[DATA EXTRACTS — start]

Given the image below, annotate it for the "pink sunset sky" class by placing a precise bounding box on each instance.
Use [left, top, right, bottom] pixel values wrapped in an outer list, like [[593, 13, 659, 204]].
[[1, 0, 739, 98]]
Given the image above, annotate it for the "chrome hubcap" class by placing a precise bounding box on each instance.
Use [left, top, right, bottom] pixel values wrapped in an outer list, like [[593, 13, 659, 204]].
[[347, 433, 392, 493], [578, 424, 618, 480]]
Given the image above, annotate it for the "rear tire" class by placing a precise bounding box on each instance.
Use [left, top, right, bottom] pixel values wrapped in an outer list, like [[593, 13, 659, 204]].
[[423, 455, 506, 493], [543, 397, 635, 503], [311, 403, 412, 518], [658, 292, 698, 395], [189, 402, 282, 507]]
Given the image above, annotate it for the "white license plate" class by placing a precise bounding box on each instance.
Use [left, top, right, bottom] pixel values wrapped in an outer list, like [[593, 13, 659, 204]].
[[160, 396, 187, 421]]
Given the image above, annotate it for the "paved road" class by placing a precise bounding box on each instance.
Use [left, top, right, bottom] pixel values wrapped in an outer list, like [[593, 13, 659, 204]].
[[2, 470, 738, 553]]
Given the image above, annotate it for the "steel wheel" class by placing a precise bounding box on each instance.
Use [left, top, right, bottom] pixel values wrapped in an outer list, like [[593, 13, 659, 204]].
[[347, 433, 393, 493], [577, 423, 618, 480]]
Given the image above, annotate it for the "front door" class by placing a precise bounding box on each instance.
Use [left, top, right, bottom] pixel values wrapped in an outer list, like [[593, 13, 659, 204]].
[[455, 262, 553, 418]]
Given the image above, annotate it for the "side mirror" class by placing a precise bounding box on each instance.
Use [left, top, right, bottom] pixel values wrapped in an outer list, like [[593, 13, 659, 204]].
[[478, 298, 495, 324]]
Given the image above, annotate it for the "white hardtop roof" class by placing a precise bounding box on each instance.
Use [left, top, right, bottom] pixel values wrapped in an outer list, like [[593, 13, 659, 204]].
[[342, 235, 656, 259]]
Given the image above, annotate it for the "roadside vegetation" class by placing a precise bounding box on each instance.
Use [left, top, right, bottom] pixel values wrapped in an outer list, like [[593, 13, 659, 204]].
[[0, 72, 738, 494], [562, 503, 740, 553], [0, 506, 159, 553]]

[DATA EXTRACTS — finish]

PROBLEM DETAILS:
Return each full line of the entries that contains the word "white".

RESPONSE BELOW:
Given the image above, annotate it for the "white license plate" class by placing a precise bounding box on each instance.
Given the image above, annotate it for the "white hardtop roof" class by placing a precise bounding box on each instance.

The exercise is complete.